# ASSIGNMENT
Every line below that contains the word "metal" must be copied.

# RECORDS TO USE
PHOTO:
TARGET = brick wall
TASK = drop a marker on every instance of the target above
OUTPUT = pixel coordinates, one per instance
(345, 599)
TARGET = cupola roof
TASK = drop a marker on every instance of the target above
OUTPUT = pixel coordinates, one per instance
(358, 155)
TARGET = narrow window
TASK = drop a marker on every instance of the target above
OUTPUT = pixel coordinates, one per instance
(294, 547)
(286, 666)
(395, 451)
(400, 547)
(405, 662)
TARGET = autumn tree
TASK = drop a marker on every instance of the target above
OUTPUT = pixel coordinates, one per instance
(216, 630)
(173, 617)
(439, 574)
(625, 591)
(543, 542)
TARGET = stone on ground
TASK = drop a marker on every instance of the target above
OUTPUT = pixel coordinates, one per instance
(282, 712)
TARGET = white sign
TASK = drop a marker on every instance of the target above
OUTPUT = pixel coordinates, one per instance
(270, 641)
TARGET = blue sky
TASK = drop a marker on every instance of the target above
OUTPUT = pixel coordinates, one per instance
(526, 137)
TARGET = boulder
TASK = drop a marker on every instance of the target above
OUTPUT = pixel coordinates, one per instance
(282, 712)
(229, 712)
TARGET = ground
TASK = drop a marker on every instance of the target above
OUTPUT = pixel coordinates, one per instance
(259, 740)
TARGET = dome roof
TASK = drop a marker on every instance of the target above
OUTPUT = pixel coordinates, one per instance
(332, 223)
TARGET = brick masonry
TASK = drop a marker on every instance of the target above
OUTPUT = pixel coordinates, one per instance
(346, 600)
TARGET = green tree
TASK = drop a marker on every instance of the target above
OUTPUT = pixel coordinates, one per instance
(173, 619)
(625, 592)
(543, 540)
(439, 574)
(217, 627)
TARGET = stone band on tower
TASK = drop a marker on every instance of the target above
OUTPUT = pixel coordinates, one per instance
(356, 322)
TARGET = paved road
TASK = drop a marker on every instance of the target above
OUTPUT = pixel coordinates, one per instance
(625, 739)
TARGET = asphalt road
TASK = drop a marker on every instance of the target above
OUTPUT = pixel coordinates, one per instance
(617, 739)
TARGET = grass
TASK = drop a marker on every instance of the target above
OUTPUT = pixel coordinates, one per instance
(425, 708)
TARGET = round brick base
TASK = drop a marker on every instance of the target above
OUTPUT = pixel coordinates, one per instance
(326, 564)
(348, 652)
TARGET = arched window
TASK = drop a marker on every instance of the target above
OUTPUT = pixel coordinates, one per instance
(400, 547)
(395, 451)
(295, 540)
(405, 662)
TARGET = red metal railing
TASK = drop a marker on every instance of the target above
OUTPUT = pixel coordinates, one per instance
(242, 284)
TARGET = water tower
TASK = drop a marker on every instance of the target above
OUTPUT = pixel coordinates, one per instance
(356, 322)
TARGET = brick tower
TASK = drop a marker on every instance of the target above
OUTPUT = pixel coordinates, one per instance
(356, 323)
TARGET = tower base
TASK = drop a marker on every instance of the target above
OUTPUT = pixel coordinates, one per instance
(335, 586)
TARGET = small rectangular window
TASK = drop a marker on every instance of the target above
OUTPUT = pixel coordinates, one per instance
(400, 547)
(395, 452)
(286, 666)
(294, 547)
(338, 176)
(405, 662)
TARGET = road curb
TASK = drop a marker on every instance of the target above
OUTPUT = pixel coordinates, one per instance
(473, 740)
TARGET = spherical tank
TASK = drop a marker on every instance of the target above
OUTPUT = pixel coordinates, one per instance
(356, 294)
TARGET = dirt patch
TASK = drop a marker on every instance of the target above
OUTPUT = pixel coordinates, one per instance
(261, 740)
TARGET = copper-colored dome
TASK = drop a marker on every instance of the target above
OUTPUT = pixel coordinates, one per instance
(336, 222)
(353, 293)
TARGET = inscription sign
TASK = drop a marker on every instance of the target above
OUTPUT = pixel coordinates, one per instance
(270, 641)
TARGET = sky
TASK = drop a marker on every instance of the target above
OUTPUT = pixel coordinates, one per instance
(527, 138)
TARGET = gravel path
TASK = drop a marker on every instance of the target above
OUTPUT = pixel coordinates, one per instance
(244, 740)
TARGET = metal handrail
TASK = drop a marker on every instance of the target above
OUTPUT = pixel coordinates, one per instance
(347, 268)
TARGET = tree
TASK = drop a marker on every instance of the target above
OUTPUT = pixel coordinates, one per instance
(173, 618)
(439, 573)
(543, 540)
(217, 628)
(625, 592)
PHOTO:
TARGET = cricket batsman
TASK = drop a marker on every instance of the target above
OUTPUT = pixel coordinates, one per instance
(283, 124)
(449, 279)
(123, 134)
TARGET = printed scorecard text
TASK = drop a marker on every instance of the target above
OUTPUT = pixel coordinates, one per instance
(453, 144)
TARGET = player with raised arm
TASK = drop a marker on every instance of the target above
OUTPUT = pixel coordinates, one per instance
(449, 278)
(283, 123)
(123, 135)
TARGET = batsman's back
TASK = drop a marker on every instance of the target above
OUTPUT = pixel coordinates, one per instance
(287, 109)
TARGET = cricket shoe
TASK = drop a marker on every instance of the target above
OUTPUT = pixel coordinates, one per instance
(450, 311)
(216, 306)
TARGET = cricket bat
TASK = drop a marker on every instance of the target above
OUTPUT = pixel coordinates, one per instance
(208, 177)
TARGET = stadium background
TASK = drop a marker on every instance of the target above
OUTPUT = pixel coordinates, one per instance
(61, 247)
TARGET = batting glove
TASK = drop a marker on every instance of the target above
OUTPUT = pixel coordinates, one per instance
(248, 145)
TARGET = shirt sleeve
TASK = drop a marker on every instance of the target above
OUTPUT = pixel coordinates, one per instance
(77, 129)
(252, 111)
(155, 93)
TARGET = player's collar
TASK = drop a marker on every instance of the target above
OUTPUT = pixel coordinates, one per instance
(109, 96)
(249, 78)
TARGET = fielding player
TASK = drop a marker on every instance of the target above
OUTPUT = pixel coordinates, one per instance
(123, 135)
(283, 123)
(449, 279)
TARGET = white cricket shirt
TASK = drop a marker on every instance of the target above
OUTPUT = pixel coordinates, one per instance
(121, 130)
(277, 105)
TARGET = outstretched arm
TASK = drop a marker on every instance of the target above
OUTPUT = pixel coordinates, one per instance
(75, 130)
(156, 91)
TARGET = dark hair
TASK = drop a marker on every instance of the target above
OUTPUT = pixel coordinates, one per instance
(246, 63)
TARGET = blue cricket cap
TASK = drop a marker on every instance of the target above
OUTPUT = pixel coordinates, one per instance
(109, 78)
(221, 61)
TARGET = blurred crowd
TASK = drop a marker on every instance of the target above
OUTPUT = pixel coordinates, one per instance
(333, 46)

# EXERCISE RESPONSE
TARGET = red metal railing
TARGET = metal handrail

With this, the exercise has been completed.